● **Consignes**
- A) Dans la critique de la mise en scène de Julie, qui remplace Lisa Mostin pour chanter le rôle de Kristin ?
- B) Prolongez la critique de la mise en scène de Julie par Silvia Costa à partir de sa dernière phrase.

Dans un clair-obscur loin de tout naturalisme, la mise en scène de Silvia Costa sert à la perfection l’atmosphère de Julie d’après Strindberg, opéra du regretté Philippe Boesmans. 

Une mouche gigantesque descend lentement des cintres. Sombre et inquiétante, elle se détache sur un fond lumineux qu’elle tend à obscurcir. Cette image fantastique associée aux pulsations cardiaques suggérées par les percussions en ouverture de Julie, opéra de Philippe Boesmans sur un livret de Luc Bondy et Marie-Louise Bischofberger d’après la pièce Mademoiselle Julie d’August Strindberg, indique d’emblée le parti pris de Silvia Costa d’une mise en scène éloignée de tout réalisme. 

Inspirée autant par la musique que par le livret, elle aborde le drame de Strindberg comme s’il s’agissait d’une version détournée du Songe d’une nuit d’été de Shakespeare où la relation transgressive entre une demoiselle et le domestique de son père dépasse la simple idylle d’une chaude nuit de la Saint-Jean – le tragique étant ici que les désordres nocturnes propices à toutes les folies sont parasités par des réalités autrement tourmentantes. Contrairement à la comédie hallucinée de Shakespeare où l’ivresse libère et excuse tous les excès, les actes de Julie sont lourds de présupposés et de conséquences. Le plus troublant étant que d’une certaine manière, il lui est impossible d’agir autrement. Ce que traduit parfaitement le jeu très physique de la mezzo-soprano Irene Robert qui campe une Julie mue par un élan irrépressible pour, au-delà de tout préjugé, s’abandonner dans les bras de Jean, interprété par le baryton Dean Murphy. 

Le plateau divisé en trois espaces différemment éclairés avec, au centre, une table immense recouverte d’une nappe blanche évoque l’esthétique du cinéma muet. C’est une scène de rêve où fantasmes et réalité vont de pair. La présence de Kristin, la cuisinière et fiancée de Jean (interprétée au pupitre par Ffion Edwards en remplacement de Lisa Mostin empêchée pour cause de covid) y joue un rôle déterminant par le regard qu’elle porte sur la façon dont sa maîtresse s’abandonne à ses pulsions érotiques sans égard pour sa réputation.

● **Données de l'exercice**
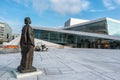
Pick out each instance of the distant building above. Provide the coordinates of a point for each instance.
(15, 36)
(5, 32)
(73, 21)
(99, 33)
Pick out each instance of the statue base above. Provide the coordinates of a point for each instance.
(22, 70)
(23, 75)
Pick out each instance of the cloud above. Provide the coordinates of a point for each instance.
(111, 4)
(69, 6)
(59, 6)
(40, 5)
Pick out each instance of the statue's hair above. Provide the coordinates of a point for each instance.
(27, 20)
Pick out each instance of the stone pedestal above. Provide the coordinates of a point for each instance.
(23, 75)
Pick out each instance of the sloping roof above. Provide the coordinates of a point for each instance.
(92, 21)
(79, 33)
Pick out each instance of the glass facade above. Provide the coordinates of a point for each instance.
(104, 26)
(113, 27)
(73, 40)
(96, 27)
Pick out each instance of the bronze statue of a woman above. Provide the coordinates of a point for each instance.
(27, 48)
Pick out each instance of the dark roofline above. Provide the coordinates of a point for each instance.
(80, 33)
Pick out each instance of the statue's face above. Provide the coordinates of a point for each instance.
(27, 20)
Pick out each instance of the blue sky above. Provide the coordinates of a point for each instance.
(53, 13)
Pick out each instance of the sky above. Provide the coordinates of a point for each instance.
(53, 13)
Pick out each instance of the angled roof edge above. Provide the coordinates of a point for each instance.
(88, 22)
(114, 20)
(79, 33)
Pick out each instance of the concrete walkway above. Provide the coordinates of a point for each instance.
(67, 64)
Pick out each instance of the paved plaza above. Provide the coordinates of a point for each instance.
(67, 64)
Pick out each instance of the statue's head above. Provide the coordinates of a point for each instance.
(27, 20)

● **Réponses**
- A) Ffion Edwards, qui chante la partie au pupitre.

- B)
Dans une des séquences les plus accomplies de ce spectacle de belle tenue, on voit Kristin endormie parlant dans son sommeil, tandis que Julie et Jean livrés à eux-mêmes envisagent le futur. Julie s’imagine descendre toujours plus bas, tandis que Jean aspire à progresser dans l’échelle sociale. L’un et l’autre sont dédoublés par une danseuse et un acrobate. Avant même que l’acte sexuel soit consommé, les tensions liées aux rapports de classe compliquent leur relation ; à la fois barrière infranchissable et occasion de jeux ambigus. Là où Julie engage toute sa vie jusqu’à sa perte, Jean se projette dans l’avenir.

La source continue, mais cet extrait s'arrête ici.